Work request -> Only the lines below from the one containing "Look at the photo above. For every instance of the glossy" to the one containing "Look at the photo above. For every instance of the curved" should be repeated, both included and unchanged.
*** Data in this exercise Section Begins ***
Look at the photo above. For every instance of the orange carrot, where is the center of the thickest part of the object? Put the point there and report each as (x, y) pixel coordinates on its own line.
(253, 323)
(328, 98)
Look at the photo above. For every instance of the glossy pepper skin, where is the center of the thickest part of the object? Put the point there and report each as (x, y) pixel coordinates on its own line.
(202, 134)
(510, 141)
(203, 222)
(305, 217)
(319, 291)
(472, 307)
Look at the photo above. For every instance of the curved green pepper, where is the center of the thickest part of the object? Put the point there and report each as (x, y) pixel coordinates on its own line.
*** Data in this exercise Section Ends ***
*** Data in this exercise Section Begins ***
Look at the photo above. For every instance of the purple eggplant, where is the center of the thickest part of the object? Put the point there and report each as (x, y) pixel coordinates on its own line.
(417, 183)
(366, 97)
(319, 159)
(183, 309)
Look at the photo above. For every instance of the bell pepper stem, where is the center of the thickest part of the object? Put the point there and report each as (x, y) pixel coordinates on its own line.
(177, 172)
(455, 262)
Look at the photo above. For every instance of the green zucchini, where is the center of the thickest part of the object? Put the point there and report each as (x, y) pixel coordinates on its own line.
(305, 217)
*** Data in this exercise Section Ends ***
*** Data in this exercise Section Begins ***
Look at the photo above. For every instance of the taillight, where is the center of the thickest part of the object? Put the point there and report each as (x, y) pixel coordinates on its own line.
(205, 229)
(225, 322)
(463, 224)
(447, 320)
*** Data in this exercise Section Ends ***
Answer to this problem ->
Look at the photo above. For every instance of the glossy pepper skin, where is the center of the thickest part of the object? Put the point there and report each as (x, y) pixel coordinates on its own line.
(202, 134)
(510, 141)
(203, 222)
(305, 217)
(319, 291)
(472, 307)
Look at the photo above. For every instance of the curved green pepper, where is the center of the thickest part of the object? Put the point there and report each as (x, y) pixel coordinates on its own line.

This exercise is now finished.